(Records taken from a collection)
>>

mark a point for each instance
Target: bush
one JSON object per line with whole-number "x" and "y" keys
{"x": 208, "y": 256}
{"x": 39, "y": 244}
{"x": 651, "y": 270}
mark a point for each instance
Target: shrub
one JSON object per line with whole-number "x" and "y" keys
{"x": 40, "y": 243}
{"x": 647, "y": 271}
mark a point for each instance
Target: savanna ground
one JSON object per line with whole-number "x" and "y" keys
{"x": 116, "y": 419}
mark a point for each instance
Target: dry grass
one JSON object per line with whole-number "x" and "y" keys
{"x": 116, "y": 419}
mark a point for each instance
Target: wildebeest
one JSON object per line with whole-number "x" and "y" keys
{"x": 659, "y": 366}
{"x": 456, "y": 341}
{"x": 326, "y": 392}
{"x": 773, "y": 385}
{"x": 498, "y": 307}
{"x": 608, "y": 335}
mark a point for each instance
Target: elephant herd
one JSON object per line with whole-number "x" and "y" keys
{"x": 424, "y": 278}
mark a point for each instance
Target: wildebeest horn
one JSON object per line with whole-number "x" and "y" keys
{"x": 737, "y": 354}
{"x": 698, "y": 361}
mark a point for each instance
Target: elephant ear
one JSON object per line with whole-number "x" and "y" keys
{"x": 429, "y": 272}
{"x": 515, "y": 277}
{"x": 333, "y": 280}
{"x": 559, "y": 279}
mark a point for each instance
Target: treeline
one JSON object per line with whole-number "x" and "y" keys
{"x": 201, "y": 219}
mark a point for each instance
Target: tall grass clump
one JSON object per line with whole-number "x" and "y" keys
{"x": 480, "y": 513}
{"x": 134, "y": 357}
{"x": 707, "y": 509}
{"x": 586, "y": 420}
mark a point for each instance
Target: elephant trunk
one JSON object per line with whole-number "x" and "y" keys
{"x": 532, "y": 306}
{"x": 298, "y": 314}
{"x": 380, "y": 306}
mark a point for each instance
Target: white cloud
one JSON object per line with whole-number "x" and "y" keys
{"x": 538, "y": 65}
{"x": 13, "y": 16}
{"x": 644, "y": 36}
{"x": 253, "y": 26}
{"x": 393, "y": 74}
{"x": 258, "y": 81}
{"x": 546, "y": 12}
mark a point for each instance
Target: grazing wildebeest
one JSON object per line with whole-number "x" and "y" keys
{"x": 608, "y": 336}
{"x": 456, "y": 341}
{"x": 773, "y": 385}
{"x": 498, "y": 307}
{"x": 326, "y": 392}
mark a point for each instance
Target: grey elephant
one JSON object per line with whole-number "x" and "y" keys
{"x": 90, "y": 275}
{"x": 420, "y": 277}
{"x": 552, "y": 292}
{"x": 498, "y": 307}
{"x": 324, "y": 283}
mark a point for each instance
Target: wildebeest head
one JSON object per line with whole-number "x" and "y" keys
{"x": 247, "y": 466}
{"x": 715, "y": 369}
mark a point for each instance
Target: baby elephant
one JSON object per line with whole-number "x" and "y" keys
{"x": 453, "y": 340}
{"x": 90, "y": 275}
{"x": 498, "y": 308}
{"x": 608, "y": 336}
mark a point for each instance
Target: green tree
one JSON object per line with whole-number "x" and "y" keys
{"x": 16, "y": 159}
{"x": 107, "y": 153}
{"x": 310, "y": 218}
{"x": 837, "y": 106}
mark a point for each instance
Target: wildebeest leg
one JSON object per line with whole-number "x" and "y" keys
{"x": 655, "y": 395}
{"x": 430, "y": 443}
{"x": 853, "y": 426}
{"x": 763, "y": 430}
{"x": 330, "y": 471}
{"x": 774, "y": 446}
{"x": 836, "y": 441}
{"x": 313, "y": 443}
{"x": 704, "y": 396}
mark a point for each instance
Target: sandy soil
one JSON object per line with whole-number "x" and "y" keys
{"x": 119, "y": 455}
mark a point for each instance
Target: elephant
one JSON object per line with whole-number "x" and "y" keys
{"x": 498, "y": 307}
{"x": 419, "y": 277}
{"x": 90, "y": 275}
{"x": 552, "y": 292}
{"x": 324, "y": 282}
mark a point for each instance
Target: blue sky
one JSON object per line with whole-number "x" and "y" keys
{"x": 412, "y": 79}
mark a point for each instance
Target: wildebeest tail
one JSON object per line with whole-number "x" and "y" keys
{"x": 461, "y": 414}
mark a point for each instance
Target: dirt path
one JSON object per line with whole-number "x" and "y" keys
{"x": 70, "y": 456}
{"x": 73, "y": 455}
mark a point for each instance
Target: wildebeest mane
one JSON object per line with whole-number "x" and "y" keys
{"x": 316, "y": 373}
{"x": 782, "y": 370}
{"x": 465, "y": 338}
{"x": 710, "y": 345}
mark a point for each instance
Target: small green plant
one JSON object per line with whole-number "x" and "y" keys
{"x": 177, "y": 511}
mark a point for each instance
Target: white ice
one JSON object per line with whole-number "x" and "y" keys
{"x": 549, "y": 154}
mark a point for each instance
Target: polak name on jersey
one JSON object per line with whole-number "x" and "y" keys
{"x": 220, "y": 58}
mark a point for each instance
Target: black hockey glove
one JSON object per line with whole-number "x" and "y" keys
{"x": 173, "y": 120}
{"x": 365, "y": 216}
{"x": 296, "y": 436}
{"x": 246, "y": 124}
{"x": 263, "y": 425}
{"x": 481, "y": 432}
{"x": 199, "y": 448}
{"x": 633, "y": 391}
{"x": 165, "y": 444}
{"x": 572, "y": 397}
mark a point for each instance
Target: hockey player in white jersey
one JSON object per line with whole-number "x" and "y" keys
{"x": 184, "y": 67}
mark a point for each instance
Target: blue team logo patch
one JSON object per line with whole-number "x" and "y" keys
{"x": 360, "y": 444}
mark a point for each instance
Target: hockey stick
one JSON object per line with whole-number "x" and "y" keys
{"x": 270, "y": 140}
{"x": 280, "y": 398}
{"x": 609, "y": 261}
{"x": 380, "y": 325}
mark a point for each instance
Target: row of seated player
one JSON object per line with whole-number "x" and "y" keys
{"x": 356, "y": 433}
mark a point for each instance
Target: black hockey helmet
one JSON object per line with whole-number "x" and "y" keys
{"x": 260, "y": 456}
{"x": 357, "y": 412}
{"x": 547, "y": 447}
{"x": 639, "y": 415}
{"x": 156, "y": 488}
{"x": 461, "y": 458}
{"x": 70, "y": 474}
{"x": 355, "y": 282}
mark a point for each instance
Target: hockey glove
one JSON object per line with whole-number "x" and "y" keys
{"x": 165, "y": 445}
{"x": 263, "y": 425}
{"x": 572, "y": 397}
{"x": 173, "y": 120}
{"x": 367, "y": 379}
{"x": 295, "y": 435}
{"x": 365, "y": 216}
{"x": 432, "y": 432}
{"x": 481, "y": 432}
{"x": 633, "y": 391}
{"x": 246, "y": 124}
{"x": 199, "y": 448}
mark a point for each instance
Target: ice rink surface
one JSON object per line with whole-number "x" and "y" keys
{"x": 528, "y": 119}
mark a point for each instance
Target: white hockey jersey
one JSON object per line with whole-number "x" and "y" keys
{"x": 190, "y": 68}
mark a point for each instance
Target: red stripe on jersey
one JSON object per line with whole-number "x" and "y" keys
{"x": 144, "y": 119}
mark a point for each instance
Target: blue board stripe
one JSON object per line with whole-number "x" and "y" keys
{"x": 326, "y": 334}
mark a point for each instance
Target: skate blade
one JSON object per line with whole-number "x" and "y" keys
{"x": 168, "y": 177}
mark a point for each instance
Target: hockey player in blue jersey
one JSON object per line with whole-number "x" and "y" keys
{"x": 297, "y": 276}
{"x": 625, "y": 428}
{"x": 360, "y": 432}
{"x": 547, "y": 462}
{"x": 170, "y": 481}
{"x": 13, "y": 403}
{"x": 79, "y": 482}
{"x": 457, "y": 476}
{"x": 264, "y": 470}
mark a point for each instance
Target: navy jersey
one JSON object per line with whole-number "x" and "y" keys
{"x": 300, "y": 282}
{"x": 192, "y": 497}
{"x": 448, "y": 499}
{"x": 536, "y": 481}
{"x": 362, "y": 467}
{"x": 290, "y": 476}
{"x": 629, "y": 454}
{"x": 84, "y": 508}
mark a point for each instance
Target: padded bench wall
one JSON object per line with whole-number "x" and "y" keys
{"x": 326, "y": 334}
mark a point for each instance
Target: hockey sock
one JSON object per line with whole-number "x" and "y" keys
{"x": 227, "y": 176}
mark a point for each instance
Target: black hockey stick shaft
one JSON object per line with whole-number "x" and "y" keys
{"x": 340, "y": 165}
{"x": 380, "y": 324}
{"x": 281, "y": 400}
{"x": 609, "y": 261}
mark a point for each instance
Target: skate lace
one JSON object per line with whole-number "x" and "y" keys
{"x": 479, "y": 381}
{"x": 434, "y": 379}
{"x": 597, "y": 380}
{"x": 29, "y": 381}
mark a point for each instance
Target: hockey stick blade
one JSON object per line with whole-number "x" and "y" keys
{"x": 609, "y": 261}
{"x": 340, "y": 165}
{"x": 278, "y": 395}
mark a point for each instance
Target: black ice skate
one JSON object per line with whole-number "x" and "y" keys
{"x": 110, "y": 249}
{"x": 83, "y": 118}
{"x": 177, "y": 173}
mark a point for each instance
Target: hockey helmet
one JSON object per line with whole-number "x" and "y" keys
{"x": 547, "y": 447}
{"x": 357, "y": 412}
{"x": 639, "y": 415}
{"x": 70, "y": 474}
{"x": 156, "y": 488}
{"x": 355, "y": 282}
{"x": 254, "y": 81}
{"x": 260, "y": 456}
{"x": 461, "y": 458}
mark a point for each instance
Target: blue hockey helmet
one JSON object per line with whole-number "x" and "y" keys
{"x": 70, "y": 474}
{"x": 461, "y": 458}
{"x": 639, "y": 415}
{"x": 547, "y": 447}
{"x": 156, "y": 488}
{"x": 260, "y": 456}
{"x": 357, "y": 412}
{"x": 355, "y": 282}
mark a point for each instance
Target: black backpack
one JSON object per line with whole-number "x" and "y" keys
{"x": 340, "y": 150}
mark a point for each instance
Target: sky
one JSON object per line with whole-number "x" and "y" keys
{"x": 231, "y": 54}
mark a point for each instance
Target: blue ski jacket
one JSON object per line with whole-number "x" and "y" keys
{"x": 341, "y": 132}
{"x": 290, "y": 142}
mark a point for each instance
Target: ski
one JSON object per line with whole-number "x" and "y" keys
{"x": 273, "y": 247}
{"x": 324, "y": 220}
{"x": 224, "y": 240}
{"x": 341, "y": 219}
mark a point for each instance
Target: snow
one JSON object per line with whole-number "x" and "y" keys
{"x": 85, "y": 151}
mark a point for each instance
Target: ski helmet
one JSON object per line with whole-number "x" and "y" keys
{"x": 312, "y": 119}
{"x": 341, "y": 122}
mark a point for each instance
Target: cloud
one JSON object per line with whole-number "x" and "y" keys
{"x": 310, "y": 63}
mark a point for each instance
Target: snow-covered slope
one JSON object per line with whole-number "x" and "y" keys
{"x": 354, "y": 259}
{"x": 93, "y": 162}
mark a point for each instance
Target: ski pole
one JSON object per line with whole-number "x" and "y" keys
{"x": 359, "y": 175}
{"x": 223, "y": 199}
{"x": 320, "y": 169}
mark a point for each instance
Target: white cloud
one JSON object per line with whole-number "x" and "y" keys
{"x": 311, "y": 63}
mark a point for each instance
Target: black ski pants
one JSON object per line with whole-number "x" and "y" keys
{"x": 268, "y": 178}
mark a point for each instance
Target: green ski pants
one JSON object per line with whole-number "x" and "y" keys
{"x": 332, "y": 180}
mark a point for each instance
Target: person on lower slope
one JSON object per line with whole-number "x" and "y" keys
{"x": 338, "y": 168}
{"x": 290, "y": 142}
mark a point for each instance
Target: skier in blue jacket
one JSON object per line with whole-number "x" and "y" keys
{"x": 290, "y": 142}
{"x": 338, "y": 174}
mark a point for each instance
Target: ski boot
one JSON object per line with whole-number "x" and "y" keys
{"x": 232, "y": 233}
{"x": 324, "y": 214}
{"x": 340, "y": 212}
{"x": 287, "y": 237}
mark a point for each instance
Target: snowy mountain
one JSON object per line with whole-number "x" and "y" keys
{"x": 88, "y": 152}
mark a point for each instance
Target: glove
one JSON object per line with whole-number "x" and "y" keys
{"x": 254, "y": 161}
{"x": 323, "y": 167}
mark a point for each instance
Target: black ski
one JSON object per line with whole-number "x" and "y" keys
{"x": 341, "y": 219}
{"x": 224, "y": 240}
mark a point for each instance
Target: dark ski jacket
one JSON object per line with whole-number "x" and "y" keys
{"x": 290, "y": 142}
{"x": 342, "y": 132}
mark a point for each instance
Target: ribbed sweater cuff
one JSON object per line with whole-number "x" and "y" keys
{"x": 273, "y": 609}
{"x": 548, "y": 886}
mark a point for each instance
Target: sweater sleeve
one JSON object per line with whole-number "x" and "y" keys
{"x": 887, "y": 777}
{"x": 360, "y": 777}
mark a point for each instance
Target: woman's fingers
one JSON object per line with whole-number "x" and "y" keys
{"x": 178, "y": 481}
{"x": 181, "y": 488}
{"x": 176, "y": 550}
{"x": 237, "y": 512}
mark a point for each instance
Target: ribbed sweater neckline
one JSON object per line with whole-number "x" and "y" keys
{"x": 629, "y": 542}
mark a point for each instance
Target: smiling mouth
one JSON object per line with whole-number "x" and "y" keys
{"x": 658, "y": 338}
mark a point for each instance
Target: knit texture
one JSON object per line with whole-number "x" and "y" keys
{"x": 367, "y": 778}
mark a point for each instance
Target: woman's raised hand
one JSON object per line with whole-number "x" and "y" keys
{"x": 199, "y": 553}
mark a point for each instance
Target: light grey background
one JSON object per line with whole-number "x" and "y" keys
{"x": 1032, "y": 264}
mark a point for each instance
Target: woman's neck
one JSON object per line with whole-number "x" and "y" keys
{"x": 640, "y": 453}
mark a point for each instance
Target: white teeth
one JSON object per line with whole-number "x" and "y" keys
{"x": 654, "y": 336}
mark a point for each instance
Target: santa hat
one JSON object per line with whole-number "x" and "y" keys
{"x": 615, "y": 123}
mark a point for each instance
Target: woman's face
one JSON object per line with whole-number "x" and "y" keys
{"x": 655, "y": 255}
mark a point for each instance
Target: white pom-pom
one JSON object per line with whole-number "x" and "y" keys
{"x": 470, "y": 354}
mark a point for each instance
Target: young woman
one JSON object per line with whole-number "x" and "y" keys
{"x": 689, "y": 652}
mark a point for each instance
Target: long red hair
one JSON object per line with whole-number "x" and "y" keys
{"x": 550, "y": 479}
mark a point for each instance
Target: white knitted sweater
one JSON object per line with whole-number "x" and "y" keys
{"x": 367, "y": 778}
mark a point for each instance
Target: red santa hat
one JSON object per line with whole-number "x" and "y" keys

<<

• **The problem**: Identify every line in the records above that contains the string "blade" and copy each such line. Matching is case-sensitive.

• **Response to this exercise**:
Target: skate blade
Target: hockey stick blade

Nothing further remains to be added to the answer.